INSTRUCTIONS FOR THE TASK
In this material, which lines include the string "coveralls"? Show them.

RAW DATA

########

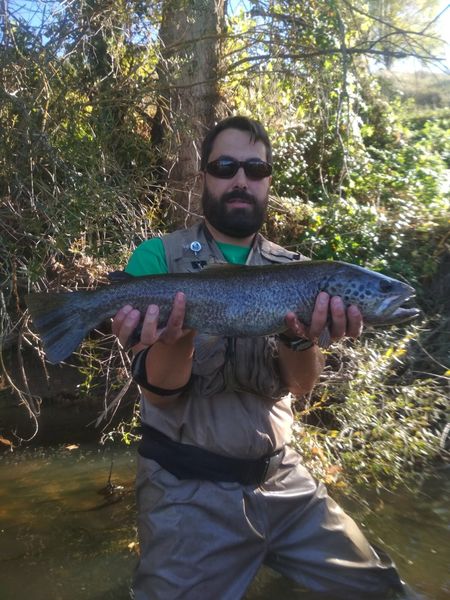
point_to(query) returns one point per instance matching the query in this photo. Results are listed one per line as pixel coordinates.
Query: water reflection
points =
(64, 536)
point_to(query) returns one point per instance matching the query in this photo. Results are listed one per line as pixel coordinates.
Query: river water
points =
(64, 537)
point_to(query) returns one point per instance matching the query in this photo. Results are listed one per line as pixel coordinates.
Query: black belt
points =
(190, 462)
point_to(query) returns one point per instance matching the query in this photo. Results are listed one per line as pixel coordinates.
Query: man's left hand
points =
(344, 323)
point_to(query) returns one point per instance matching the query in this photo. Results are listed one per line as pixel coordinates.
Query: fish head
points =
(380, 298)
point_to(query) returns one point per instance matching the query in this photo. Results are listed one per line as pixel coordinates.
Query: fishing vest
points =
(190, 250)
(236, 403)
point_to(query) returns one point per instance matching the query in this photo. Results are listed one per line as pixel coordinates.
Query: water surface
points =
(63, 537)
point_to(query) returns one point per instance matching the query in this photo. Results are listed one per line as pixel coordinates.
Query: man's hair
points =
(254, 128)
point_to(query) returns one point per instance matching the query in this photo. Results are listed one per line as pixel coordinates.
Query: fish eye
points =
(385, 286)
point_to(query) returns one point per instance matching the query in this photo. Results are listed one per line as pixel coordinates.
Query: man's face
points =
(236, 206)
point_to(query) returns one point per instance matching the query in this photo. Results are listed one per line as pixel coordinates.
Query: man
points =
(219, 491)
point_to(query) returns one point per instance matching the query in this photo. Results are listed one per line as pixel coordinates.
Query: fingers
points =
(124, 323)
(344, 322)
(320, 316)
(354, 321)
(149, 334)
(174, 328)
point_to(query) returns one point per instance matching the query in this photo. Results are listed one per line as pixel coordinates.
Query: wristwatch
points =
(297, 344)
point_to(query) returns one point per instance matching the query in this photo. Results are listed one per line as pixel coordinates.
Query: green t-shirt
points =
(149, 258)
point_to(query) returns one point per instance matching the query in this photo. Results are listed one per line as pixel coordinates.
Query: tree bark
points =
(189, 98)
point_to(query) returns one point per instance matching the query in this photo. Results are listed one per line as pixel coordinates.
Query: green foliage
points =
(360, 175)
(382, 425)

########

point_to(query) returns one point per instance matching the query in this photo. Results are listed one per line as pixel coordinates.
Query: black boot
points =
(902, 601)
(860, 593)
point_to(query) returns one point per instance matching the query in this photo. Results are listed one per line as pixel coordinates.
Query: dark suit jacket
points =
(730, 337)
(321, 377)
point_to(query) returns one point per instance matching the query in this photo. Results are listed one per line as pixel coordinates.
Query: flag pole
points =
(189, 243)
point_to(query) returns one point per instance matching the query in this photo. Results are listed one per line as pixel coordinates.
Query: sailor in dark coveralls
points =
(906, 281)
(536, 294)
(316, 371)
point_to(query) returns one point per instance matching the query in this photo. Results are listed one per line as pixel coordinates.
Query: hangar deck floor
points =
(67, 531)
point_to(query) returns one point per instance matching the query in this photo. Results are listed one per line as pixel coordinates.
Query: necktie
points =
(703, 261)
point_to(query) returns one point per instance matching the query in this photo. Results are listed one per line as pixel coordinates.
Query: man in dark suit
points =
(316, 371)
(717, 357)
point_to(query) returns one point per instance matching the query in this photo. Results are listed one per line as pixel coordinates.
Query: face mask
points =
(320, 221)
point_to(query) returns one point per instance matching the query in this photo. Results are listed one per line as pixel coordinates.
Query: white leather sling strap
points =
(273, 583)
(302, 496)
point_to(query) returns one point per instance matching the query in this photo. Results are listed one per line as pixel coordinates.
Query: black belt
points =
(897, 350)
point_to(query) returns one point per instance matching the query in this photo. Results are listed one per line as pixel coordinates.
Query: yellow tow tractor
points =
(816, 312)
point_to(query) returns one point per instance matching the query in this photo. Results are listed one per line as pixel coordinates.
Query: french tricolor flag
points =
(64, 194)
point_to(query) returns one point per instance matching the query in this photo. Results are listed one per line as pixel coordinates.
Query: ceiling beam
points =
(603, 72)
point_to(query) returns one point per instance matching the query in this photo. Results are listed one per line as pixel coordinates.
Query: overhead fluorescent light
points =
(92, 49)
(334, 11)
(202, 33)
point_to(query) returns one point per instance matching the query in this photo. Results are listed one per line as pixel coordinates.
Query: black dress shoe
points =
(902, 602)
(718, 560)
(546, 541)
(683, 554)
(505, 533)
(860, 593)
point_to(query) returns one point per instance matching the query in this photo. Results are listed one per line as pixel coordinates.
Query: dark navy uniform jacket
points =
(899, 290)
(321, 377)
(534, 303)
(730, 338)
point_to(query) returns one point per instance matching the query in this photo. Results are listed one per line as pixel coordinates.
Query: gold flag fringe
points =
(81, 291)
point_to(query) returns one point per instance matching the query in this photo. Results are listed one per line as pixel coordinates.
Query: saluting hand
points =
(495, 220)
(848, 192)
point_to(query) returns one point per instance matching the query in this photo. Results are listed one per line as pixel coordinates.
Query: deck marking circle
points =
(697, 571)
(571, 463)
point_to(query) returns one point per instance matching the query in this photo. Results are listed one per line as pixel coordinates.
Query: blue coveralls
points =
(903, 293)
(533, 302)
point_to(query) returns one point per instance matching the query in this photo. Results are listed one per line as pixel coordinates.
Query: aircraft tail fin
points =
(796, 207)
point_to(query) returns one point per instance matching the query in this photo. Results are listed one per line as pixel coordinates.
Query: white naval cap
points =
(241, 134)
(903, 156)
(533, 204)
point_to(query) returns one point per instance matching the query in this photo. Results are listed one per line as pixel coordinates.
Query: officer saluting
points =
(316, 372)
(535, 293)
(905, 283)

########

YOUR RESPONSE
Query: sailor in dark coveralls
Query: blue coveralls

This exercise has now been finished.